## JOUW OPDRACHT
Bewerk alle onderstaande gegevens door overal "shoe" te vervangen door "boot" en laat de rest ongewijzigd. Laat de afbeeldingen weg uit je antwoord.

## Fragmenten uit gegevens met puntannotaties
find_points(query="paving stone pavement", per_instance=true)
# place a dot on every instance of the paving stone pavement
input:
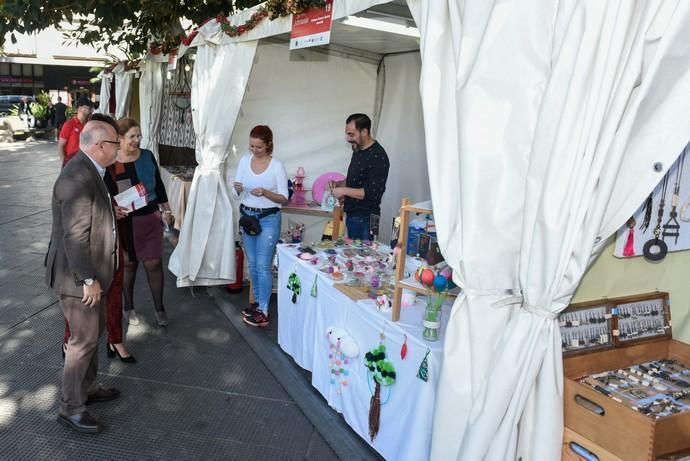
(199, 391)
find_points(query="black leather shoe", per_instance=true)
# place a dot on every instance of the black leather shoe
(103, 394)
(81, 422)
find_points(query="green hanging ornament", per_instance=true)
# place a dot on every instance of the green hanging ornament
(382, 371)
(294, 285)
(423, 372)
(313, 287)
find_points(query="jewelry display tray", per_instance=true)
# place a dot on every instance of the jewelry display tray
(611, 427)
(614, 322)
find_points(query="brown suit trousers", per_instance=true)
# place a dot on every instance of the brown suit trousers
(81, 360)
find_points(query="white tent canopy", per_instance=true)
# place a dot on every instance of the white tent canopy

## ANTWOORD
find_points(query="paving stone pavement", per_instance=true)
# place a dot on every instance of the paving stone pavement
input:
(199, 391)
find_points(query="black leather boot", per_instance=true)
# place a dot on every instance of the black leather boot
(103, 394)
(81, 422)
find_points(query="green hanging ornament", per_instance=true)
# place a dot on every instance of the green hanging ornament
(382, 371)
(294, 285)
(423, 372)
(313, 287)
find_points(query="jewelry display tray", per_instance=true)
# place a dot on every instance of the jewelry display tray
(611, 427)
(614, 322)
find_points(query="brown suit trousers", per_instance=true)
# place a dot on every instance of the brown suit trousers
(81, 360)
find_points(query="white tent canopy", per_instance=true)
# place a dot on every instance of the white tent canopy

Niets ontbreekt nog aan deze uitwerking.